_STATED EXERCISE_:
Convert the records into a numbered list with blank lines omitted, starting at the first line of the records and ending after the line that contains "86 113 L 91". Include both end lines and nothing beyond them.

** START **

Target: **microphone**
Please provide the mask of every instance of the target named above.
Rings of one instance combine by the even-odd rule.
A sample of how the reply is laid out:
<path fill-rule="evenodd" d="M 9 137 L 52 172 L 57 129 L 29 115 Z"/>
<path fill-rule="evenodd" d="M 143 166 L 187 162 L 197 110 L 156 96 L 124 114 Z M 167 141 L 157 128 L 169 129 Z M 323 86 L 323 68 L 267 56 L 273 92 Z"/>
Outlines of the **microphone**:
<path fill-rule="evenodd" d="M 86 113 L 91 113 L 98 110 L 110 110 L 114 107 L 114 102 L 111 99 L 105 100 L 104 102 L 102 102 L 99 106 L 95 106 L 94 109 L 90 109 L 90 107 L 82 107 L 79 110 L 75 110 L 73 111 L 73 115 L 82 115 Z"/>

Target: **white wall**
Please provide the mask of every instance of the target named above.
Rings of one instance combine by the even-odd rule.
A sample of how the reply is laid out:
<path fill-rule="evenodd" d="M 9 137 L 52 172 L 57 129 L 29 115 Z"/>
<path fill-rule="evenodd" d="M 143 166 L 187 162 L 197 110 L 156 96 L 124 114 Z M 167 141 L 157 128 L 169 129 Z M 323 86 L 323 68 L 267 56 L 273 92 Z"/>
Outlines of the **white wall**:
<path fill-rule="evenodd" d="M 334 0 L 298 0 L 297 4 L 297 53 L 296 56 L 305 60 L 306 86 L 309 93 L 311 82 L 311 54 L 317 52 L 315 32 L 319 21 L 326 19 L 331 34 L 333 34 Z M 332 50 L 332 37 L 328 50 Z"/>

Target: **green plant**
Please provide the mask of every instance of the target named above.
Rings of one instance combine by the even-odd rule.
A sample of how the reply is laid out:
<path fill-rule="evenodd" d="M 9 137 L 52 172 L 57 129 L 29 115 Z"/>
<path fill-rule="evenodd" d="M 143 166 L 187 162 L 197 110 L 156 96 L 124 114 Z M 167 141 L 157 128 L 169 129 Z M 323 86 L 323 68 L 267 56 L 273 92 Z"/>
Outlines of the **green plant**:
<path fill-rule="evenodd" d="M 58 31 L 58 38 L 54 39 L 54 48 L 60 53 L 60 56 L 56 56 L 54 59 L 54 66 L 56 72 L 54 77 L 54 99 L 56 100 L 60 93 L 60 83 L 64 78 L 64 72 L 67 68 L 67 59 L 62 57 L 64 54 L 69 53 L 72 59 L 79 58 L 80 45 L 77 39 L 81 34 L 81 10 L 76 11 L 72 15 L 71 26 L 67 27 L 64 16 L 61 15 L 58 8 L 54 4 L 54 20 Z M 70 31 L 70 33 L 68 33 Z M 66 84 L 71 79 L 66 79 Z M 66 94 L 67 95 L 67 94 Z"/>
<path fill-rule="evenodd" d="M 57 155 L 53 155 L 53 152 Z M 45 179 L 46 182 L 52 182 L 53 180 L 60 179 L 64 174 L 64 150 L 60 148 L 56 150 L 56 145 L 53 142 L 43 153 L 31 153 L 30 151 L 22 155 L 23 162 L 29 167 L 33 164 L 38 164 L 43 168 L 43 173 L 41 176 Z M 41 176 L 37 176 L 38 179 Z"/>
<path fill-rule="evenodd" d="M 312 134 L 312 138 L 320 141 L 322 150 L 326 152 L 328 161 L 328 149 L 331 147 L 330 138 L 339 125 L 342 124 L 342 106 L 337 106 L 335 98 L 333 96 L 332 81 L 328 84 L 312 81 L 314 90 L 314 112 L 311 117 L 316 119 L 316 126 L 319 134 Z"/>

** END **

_TASK ANSWER_:
1. Target: **microphone**
2. Please provide the mask of every instance of the target named above.
3. Rings of one instance combine by the even-odd rule.
4. A sample of how the reply is laid out:
5. <path fill-rule="evenodd" d="M 9 137 L 52 172 L 57 129 L 29 115 Z"/>
6. <path fill-rule="evenodd" d="M 143 166 L 187 162 L 197 110 L 156 96 L 124 114 Z M 167 141 L 157 128 L 169 129 Z M 323 86 L 323 68 L 267 56 L 273 92 Z"/>
7. Outlines of the **microphone**:
8. <path fill-rule="evenodd" d="M 86 113 L 91 113 L 98 110 L 110 110 L 114 107 L 114 102 L 111 99 L 105 100 L 104 102 L 102 102 L 99 106 L 95 106 L 94 109 L 90 109 L 90 107 L 82 107 L 79 110 L 75 110 L 73 111 L 73 115 L 82 115 Z"/>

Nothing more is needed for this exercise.